■ TASK DESCRIPTION ■
Pick out every line of the entries below that contains the word "leaf", and copy each one.

■ DATA PROVIDED ■
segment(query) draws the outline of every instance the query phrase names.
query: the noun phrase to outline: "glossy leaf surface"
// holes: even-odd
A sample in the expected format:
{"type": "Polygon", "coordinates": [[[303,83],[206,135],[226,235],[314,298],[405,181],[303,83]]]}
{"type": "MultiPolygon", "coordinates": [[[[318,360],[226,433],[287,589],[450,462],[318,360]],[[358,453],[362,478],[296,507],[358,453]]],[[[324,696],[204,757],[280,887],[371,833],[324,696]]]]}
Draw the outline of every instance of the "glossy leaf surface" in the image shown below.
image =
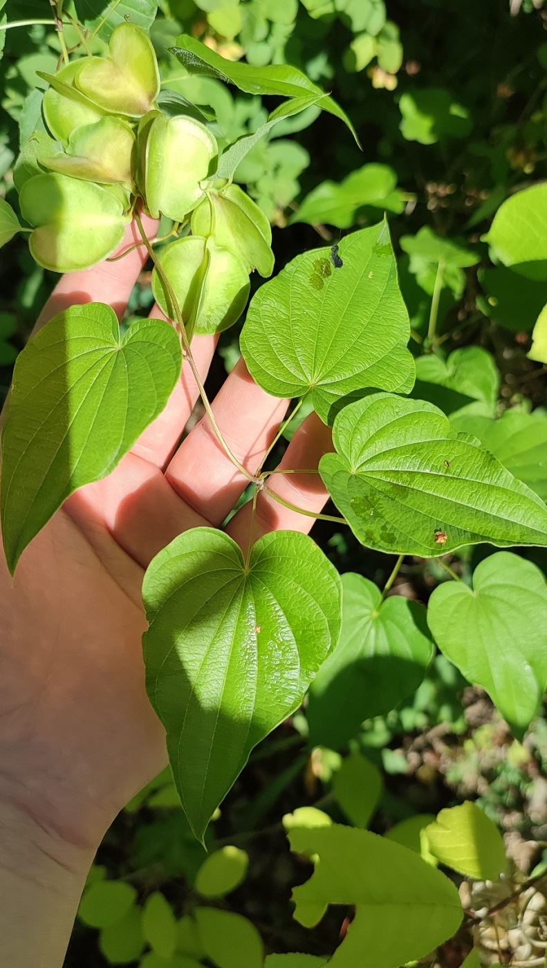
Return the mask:
{"type": "Polygon", "coordinates": [[[409,318],[385,223],[297,256],[254,296],[241,334],[256,381],[277,397],[312,391],[321,420],[368,387],[409,390],[409,318]]]}
{"type": "Polygon", "coordinates": [[[468,800],[441,810],[426,829],[433,854],[448,867],[481,881],[497,881],[507,866],[503,838],[496,824],[468,800]]]}
{"type": "Polygon", "coordinates": [[[338,641],[340,578],[306,535],[265,535],[246,567],[231,538],[197,528],[154,559],[143,597],[148,695],[202,838],[252,748],[297,708],[338,641]]]}
{"type": "Polygon", "coordinates": [[[226,60],[188,34],[181,34],[177,38],[171,52],[190,74],[217,77],[227,84],[235,84],[240,91],[245,91],[247,94],[277,94],[283,98],[302,98],[311,95],[318,99],[319,107],[344,121],[357,144],[359,143],[349,118],[336,101],[290,64],[255,67],[252,64],[226,60]]]}
{"type": "Polygon", "coordinates": [[[108,474],[161,413],[181,365],[168,323],[143,319],[122,339],[102,303],[73,306],[30,340],[2,433],[0,507],[12,571],[69,495],[108,474]]]}
{"type": "Polygon", "coordinates": [[[448,582],[433,592],[427,620],[439,648],[466,679],[486,689],[522,739],[547,688],[547,584],[518,555],[481,561],[473,590],[448,582]]]}
{"type": "Polygon", "coordinates": [[[547,544],[547,507],[431,404],[373,394],[334,424],[321,477],[370,548],[434,558],[467,544],[547,544]]]}
{"type": "Polygon", "coordinates": [[[32,256],[54,272],[86,269],[106,258],[129,224],[111,189],[53,172],[29,178],[19,203],[23,218],[35,226],[29,240],[32,256]]]}
{"type": "Polygon", "coordinates": [[[340,642],[309,691],[310,741],[334,749],[364,719],[385,715],[417,689],[433,655],[425,610],[401,595],[381,600],[361,575],[342,577],[340,642]]]}
{"type": "Polygon", "coordinates": [[[319,859],[310,880],[292,892],[296,921],[313,927],[329,904],[356,906],[328,962],[333,968],[398,968],[458,929],[463,911],[456,888],[412,851],[337,824],[295,828],[288,836],[291,850],[319,859]]]}

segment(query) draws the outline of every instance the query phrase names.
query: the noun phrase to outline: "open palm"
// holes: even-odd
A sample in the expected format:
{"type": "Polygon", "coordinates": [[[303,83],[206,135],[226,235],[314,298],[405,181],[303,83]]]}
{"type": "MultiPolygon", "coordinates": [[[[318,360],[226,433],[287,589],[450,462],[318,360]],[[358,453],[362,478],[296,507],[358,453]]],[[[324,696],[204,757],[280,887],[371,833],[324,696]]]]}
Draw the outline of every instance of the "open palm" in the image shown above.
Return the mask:
{"type": "MultiPolygon", "coordinates": [[[[89,301],[108,303],[121,316],[142,252],[65,276],[40,322],[89,301]]],[[[162,314],[155,307],[151,315],[162,314]]],[[[213,338],[194,341],[202,378],[214,348],[213,338]]],[[[0,800],[92,849],[166,762],[165,733],[144,690],[144,569],[187,529],[220,527],[247,484],[206,417],[176,449],[197,397],[185,364],[166,410],[112,474],[66,502],[23,554],[15,580],[3,556],[0,561],[0,800]]],[[[259,465],[286,407],[253,382],[243,361],[213,404],[228,446],[250,469],[259,465]]],[[[312,416],[284,465],[316,468],[329,447],[329,432],[312,416]]],[[[271,486],[312,511],[326,499],[315,474],[278,474],[271,486]]],[[[311,524],[260,494],[253,539],[311,524]]],[[[249,528],[247,505],[228,531],[244,544],[249,528]]]]}

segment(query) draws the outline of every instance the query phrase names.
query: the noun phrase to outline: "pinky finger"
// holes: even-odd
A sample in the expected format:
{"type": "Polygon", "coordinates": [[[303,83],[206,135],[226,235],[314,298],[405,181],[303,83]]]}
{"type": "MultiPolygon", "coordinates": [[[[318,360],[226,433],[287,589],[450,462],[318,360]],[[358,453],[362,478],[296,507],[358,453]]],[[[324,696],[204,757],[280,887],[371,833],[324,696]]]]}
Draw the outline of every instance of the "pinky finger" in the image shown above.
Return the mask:
{"type": "Polygon", "coordinates": [[[280,472],[271,474],[267,478],[266,489],[259,492],[255,515],[253,516],[252,502],[249,501],[229,522],[228,532],[234,541],[243,548],[247,547],[251,527],[253,542],[268,531],[281,529],[304,533],[310,531],[314,516],[320,514],[329,498],[317,469],[323,454],[332,449],[330,428],[325,427],[317,414],[312,413],[287,448],[277,469],[280,472]],[[296,472],[282,473],[283,470],[296,472]],[[316,472],[298,473],[299,470],[316,472]],[[301,514],[285,507],[268,492],[273,492],[282,500],[308,513],[301,514]]]}

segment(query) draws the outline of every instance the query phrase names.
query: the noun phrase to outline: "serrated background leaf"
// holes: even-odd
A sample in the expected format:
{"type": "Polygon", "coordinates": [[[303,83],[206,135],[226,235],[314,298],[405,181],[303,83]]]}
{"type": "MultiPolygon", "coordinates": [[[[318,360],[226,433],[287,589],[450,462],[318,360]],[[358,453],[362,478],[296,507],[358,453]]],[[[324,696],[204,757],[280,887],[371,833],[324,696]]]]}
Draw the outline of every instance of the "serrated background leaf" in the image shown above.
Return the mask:
{"type": "Polygon", "coordinates": [[[346,398],[369,387],[410,389],[409,317],[397,285],[385,223],[330,249],[297,256],[260,287],[247,313],[241,349],[256,381],[277,397],[312,392],[325,423],[346,398]]]}
{"type": "Polygon", "coordinates": [[[312,745],[344,747],[364,719],[385,715],[422,681],[433,655],[425,610],[401,595],[381,601],[361,575],[342,576],[340,642],[309,690],[312,745]]]}
{"type": "Polygon", "coordinates": [[[547,688],[547,583],[518,555],[481,561],[473,590],[461,582],[437,588],[427,620],[441,650],[466,679],[486,689],[518,739],[547,688]]]}
{"type": "Polygon", "coordinates": [[[293,711],[338,641],[341,583],[307,535],[267,534],[247,568],[197,528],[161,552],[143,598],[146,687],[198,838],[259,740],[293,711]]]}
{"type": "Polygon", "coordinates": [[[175,330],[142,319],[120,338],[103,303],[72,306],[19,353],[2,433],[0,510],[12,571],[63,501],[116,467],[181,371],[175,330]]]}
{"type": "Polygon", "coordinates": [[[358,539],[433,558],[467,544],[547,545],[547,507],[431,404],[373,394],[334,424],[319,472],[358,539]]]}

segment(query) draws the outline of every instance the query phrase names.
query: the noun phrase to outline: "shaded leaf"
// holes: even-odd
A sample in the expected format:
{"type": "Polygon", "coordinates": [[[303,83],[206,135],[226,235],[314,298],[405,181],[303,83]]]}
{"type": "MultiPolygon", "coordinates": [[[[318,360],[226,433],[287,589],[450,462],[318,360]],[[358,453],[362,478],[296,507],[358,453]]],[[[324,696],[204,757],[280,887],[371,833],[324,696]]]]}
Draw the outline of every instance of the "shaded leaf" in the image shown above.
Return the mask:
{"type": "Polygon", "coordinates": [[[481,561],[473,590],[448,582],[437,588],[427,620],[441,650],[468,681],[486,689],[518,739],[547,688],[547,584],[518,555],[481,561]]]}
{"type": "Polygon", "coordinates": [[[356,537],[433,558],[467,544],[547,544],[547,507],[431,404],[374,394],[334,423],[321,477],[356,537]]]}
{"type": "Polygon", "coordinates": [[[121,338],[102,303],[71,307],[30,340],[2,433],[2,535],[12,571],[69,495],[113,470],[161,413],[181,365],[168,323],[142,319],[121,338]]]}

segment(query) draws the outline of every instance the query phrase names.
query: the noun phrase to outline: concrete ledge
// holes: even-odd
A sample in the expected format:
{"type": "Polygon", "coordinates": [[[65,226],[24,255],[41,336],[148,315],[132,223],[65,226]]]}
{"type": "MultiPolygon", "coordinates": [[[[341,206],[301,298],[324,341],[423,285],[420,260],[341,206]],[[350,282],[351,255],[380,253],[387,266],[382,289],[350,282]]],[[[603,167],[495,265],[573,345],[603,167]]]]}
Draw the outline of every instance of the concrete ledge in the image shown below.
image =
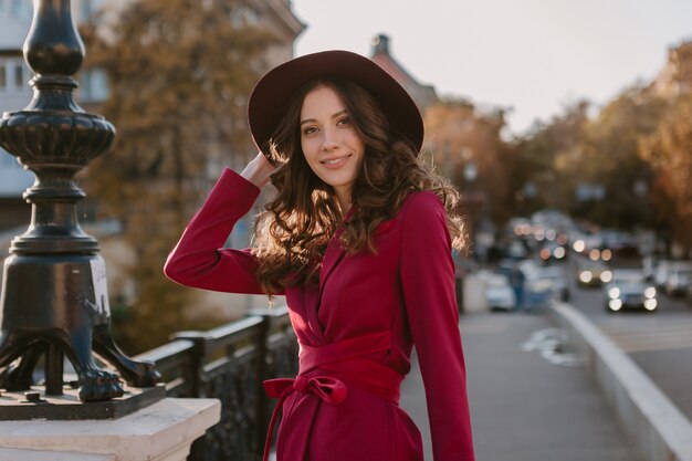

■ WORKED ANSWER ■
query: the noun phrase to outline: "glossy leaf surface"
Draw the outline of every instance of the "glossy leaf surface" in the image shown below.
query: the noun phrase to outline: "serrated background leaf"
Draw the outline of every instance of the "serrated background leaf" in the image shown above.
query: the noun phrase to outline: "shaded leaf"
Draw the outline of every instance of the "shaded leaf" in the image shown above.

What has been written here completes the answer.